• _Twoje zadanie_: Czy możesz przepisać jako listę numerowaną wiersze od tego, który zawiera „Would you be able to indicate the man's ear”, aż do końca rekordów włącznie, pomijając puste wiersze?

• _Dostarczone rekordy_:
★ ★ ★ ★ ★ ★ ★

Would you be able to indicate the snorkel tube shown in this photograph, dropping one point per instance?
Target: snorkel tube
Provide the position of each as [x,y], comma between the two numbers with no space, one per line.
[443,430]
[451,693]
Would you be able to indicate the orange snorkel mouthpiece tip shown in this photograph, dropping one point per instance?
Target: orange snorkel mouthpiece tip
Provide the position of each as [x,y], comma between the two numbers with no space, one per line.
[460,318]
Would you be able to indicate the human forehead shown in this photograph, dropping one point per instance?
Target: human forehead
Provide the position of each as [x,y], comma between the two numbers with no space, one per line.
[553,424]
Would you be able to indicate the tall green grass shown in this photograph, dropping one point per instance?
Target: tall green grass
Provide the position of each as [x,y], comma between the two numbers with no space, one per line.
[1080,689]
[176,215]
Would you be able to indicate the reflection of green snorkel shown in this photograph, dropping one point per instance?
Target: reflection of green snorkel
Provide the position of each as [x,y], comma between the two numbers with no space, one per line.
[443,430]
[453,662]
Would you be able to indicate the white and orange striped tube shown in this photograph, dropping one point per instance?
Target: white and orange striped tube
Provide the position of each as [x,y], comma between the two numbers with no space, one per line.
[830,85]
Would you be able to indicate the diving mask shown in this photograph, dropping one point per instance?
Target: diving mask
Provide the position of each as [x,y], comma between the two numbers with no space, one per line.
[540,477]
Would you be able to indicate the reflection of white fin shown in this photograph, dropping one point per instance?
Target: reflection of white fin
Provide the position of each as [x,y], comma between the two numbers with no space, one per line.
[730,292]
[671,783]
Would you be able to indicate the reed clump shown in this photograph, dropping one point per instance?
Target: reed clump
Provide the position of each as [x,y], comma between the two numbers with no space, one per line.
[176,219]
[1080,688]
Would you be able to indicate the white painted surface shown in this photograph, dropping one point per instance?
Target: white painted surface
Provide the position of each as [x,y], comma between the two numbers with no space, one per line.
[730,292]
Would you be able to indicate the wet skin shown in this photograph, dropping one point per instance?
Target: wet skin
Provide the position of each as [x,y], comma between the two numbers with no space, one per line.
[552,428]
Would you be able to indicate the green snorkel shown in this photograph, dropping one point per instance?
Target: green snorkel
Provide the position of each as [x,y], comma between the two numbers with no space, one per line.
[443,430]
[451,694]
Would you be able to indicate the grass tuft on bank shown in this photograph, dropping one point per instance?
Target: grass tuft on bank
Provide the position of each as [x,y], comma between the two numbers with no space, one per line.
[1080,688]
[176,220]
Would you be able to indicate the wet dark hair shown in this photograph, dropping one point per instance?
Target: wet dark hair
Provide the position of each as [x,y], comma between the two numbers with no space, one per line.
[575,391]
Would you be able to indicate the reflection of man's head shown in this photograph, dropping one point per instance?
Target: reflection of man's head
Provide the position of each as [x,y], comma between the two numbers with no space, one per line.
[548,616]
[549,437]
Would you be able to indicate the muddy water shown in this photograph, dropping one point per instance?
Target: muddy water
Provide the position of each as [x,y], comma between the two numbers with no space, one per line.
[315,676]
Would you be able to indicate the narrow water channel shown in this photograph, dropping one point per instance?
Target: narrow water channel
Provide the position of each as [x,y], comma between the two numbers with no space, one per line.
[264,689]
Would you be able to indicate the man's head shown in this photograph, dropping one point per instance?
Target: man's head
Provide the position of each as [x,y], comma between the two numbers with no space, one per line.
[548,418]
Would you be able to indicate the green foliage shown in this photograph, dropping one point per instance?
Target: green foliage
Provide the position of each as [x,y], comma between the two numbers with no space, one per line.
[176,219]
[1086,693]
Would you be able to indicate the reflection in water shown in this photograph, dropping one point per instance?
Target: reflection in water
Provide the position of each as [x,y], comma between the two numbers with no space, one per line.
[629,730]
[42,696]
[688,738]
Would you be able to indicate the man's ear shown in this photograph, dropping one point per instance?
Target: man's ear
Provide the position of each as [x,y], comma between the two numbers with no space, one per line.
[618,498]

★ ★ ★ ★ ★ ★ ★

• _Rozwiązanie zadania_:
1. Would you be able to indicate the man's ear shown in this photograph, dropping one point per instance?
2. Target: man's ear
3. Provide the position of each as [x,y], comma between the two numbers with no space, one per line.
4. [618,498]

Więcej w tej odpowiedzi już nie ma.